Charles Olson wrote that form is nothing more than an extension of content. Could we say, then, that belletrism is an extension of form? And if so, in what genre might we compose our argument? Would we have the diverse experiences to create a new genre if needed to belletristically say it?

Saturday, May 9, 2009

Hotel Utopia

I was delighted when I found out that Joseph Cornell, the artist who makes box art, lived on Utopia Freeway. Well of course he did. Shouldn't we all?

At one time I thought it wanted to have a political blog called Lefty's Bar & Grill. Porters would be on draft, maybe a chocolate stout. It would be located in the Hotel Utopia, and all my socialist and anarchist friends could sleep in the small rooms with the fabulous balconies for a song. But politics can wrap itself too easily around the heart. So Lefty's is boarded up, un-opened, still imagined, though the atomic jukebox is still plugged in to the wall.

• Stored records
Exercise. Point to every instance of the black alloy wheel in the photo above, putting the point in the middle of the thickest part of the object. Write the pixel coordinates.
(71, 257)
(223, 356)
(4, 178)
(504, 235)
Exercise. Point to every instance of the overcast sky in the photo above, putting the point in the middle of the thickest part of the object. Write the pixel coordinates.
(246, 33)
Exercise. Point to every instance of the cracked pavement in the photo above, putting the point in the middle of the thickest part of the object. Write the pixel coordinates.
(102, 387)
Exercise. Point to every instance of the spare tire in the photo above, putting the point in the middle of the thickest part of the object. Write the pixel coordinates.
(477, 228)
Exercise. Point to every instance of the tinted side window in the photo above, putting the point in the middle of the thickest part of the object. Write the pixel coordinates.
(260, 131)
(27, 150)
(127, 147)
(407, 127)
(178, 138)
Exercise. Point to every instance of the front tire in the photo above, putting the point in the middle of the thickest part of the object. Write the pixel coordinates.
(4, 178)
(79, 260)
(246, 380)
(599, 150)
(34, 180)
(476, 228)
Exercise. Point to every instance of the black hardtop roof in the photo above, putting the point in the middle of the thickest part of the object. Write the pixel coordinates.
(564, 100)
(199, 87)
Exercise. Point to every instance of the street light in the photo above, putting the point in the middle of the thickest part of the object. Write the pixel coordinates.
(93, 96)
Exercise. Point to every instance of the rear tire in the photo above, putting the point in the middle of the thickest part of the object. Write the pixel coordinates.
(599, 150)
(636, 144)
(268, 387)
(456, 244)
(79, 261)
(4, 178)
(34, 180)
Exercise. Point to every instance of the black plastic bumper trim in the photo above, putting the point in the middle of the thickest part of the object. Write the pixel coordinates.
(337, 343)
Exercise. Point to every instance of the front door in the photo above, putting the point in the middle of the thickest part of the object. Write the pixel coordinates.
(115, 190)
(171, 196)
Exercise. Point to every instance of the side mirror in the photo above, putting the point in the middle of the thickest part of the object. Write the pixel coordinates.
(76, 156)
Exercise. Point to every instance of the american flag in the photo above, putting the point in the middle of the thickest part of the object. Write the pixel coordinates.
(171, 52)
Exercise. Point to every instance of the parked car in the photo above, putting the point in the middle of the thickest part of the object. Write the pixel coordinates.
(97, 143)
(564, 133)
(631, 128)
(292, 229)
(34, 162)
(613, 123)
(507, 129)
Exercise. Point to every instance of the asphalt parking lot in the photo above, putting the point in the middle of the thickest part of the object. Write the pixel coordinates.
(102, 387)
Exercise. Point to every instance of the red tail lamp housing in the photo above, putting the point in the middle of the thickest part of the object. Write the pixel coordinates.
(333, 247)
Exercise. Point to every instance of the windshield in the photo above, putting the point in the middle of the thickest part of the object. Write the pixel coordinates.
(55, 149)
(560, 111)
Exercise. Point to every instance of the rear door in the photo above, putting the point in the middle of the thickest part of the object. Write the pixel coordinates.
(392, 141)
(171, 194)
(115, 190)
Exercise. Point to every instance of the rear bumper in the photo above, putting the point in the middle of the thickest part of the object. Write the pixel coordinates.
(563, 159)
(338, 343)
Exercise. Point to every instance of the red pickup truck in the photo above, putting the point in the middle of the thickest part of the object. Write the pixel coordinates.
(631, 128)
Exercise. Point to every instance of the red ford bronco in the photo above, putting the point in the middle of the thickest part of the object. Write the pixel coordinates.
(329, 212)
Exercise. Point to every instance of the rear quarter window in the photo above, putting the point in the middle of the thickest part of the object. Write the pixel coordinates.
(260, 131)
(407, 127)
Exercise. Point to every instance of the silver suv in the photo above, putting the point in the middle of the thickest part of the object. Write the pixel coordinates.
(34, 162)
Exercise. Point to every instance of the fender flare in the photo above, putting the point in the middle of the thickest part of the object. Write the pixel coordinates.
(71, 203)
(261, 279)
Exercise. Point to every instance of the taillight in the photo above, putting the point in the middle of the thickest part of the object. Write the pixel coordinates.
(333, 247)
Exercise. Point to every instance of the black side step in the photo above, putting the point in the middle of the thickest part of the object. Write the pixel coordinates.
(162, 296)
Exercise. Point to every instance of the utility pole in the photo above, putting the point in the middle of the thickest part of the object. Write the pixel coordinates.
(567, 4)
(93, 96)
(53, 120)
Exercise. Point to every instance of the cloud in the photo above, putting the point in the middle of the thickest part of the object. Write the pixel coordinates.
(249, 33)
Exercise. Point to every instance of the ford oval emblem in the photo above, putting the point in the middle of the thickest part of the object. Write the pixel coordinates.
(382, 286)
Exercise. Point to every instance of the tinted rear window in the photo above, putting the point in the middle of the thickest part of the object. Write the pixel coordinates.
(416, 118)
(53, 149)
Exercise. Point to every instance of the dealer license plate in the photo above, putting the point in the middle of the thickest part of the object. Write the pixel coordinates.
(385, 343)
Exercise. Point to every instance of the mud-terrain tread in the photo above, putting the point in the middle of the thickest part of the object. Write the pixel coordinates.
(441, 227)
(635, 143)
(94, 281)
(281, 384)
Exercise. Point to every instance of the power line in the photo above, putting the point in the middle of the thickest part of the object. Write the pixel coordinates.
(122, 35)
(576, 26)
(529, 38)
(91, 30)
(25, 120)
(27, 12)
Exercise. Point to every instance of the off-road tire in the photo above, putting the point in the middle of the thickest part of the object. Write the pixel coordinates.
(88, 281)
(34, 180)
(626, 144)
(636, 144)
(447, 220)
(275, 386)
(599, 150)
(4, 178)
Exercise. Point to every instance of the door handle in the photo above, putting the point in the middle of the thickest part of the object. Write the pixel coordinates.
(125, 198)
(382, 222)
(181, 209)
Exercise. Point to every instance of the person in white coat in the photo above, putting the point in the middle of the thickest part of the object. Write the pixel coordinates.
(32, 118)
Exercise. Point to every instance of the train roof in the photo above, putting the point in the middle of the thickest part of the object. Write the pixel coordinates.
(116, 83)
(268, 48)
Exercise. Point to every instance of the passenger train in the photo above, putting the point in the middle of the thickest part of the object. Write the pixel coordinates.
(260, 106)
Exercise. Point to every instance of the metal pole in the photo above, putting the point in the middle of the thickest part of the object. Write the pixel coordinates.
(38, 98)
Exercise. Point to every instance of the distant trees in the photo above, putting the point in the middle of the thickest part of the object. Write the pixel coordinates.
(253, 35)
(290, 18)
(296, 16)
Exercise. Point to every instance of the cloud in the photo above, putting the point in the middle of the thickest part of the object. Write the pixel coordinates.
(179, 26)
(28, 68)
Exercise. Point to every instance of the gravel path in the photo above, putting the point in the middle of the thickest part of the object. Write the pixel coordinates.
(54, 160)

• Brief
Please name the street where, according to the excerpted text above, Joseph Cornell lived.

• Finished exercise
Utopia Freeway.